— What is being asked —
Rewrite the forum thread on std::fill and memset between "Guess I'll have" and "memory is contiguous...", inclusive, putting "adjacent" in place of "contiguous".

— Supplied text —
◆ ◆ ◆ ◆

From: George Neuner on
On Sat, 05 Jun 2010 22:08:43 -0400, George Neuner
<gneuner2(a)comcast.net> wrote:

>The sequence:
>
> movl 8(%ebp), %edx
> movl 12(%ebp), %ecx
> movb 16(%ebp), %al
> movl %edx, %edi
> rep stosb
>
>sets up the byte pattern in AL, the destination address in EDX and the
>count in ECX. "rep stosb" triggers the loop which implements:
>
> while (--ECX >= 0)
> *EDX++ = AL;

Whoops, "EDX" should have been "EDI" in the above description.

George

--
[ See http://www.gotw.ca/resources/clcm.htm for info about ]
[ comp.lang.c++.moderated. First time posters: Do this! ]

From: George Neuner on
On Fri, 4 Jun 2010 15:34:18 CST, "Hakusa(a)gmail.com"
<hakusa(a)gmail.com> wrote:

>I'm told that std::fill is specialized for POD types, but the
>following code...
>
>void usingbe_memset( int* begin, int* end, int value )
>{
> memset( begin, value, (end-begin)*sizeof(int) );
>}
>
>void usingbe_fill( int* begin, int* end, int value )
>{
> std::fill( begin, end, value );
>}
>
>Compiled with g++ version 4.4.1, command line options "-c -O3 -S". The
>assembly, for brevity, i've posted here: http://pastebin.com/PVUUGGqH
>
>For those who can't read assembly, basically, the std::fill code is a
>straight loop, the memset code is done without looping, mostly in one
>assembly line (highlighted). Theoretically, there should be no
>difference, but it reality, there is.

memset *is* looping ... the loop is simply in microcode (or in
whatever now passes for microcode) instead of being explicit in the
instruction stream.

The sequence:

movl 8(%ebp), %edx
movl 12(%ebp), %ecx
movb 16(%ebp), %al
movl %edx, %edi
rep stosb

sets up the byte pattern in AL, the destination address in EDX and the
count in ECX. "rep stosb" triggers the loop which implements:

while (--ECX >= 0)
*EDX++ = AL;

However, for a large buffer, I think this ought to be sub-optimal on
modern x86 processors - particularly on HT processors. Since the
memory bus is 64-bits, I would think it would be better to use SSE2 or
maybe even the FPU on 32-bit chips, and quadword (stosq) on 64-bit
chips, so that the write combine buffer is left available for other
stores.

Guess I'll have to try it.

George

--
[ See http://www.gotw.ca/resources/clcm.htm for info about ]
[ comp.lang.c++.moderated. First time posters: Do this! ]

From: Martin Vejnár on
On 6/4/2010 11:34 PM, Hakusa(a)gmail.com wrote:
> On Jun 4, 10:34 am, Mathias Gaunard<loufo...(a)gmail.com> wrote:
>
>> std::fill falls back to std::memset when the memory is contiguous...
>> It is called overloading.
>
> Theoretically, you're right, but i tried that and found it untrue.
> Here's an abridged repost:
>
> void usingbe_memset( int* begin, int* end, int value )

◆ ◆ ◆ ◆

— Supplied material —
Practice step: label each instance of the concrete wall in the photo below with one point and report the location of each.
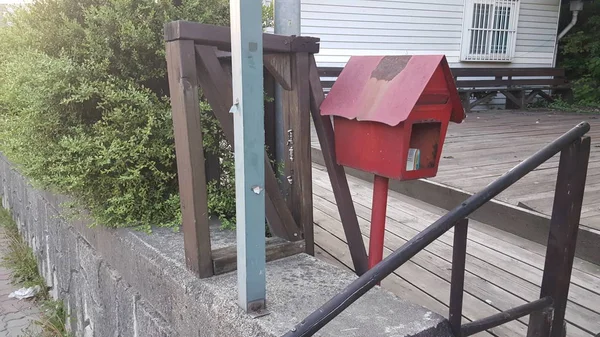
(123, 283)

◆ ◆ ◆ ◆

— Response to the exercise —
Guess I'll have to try it.

George

--
[ See http://www.gotw.ca/resources/clcm.htm for info about ]
[ comp.lang.c++.moderated. First time posters: Do this! ]

From: Martin Vejnár on
On 6/4/2010 11:34 PM, Hakusa(a)gmail.com wrote:
> On Jun 4, 10:34 am, Mathias Gaunard<loufo...(a)gmail.com> wrote:
>
>> std::fill falls back to std::memset when the memory is adjacent...